▶ EXTRAIT FOURNI
----

La marche associée à une réduction du risque de démence, de maladies cardiovasculaires et de cancer

La marche associée à une réduction du risque de démence, de maladies cardiovasculaires et de cancer

EN BREF

  • Les participants à une étude prospective qui marchaient davantage avaient un risque considérablement réduit de démence, de mortalité prématurée (toutes causes), de mortalité due à une maladie cardiovasculaire et d’incidence du cancer.
  • L’effet bénéfique optimal de la marche est obtenu à près de 10 000 pas/jour pour les risques de démence, de mort prématurée et de cancer.
  • Aussi peu que 3800 pas/jour sont associés à une diminution du risque de démence de 25 %, soit la moitié de l’effet maximal (50 %) obtenu à 9 800 pas/jour.
  • Une plus grande intensité (nombre de pas/minute) de la marche était associée à des effets favorables sur la mort prématurée et l’incidence de maladie cardiovasculaire et de cancer.

----

▶ LIGNES DE DONNÉES
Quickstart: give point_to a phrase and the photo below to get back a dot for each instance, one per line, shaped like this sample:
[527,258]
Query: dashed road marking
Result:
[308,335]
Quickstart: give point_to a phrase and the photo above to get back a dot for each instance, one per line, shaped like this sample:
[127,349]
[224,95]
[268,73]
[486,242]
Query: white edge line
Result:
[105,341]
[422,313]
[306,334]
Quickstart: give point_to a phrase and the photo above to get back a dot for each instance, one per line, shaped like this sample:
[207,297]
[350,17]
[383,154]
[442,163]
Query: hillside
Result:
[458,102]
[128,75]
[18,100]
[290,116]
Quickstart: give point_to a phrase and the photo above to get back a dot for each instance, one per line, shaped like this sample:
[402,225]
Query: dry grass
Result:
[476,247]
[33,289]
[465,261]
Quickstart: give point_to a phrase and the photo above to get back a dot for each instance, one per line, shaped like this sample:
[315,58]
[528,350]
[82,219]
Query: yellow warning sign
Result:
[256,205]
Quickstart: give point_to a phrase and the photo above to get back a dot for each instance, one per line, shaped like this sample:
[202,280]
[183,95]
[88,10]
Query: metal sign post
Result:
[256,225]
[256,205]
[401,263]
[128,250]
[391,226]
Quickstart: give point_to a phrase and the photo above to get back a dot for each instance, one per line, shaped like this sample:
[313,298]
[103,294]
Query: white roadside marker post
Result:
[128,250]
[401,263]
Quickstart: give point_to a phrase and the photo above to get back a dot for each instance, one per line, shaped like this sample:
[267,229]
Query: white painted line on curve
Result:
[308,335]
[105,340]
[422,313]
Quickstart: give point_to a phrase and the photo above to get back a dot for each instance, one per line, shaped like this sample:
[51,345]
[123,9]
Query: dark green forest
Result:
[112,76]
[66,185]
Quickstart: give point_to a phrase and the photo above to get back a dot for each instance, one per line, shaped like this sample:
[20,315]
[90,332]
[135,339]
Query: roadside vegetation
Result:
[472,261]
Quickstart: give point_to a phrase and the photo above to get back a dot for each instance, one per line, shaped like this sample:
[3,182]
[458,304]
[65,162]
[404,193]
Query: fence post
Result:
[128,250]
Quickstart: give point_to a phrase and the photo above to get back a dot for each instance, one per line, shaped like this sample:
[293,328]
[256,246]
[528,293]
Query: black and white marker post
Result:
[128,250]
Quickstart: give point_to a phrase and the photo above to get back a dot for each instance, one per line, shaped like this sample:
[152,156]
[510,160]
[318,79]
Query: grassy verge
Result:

----

▶ CONSIGNES DE TRAVAIL
D'après l'extrait sur la marche, à combien de pas par jour est obtenue la diminution maximale du risque de démence, soit 50 % ?

▶ RÉSULTAT OBTENU
À 9 800 pas par jour.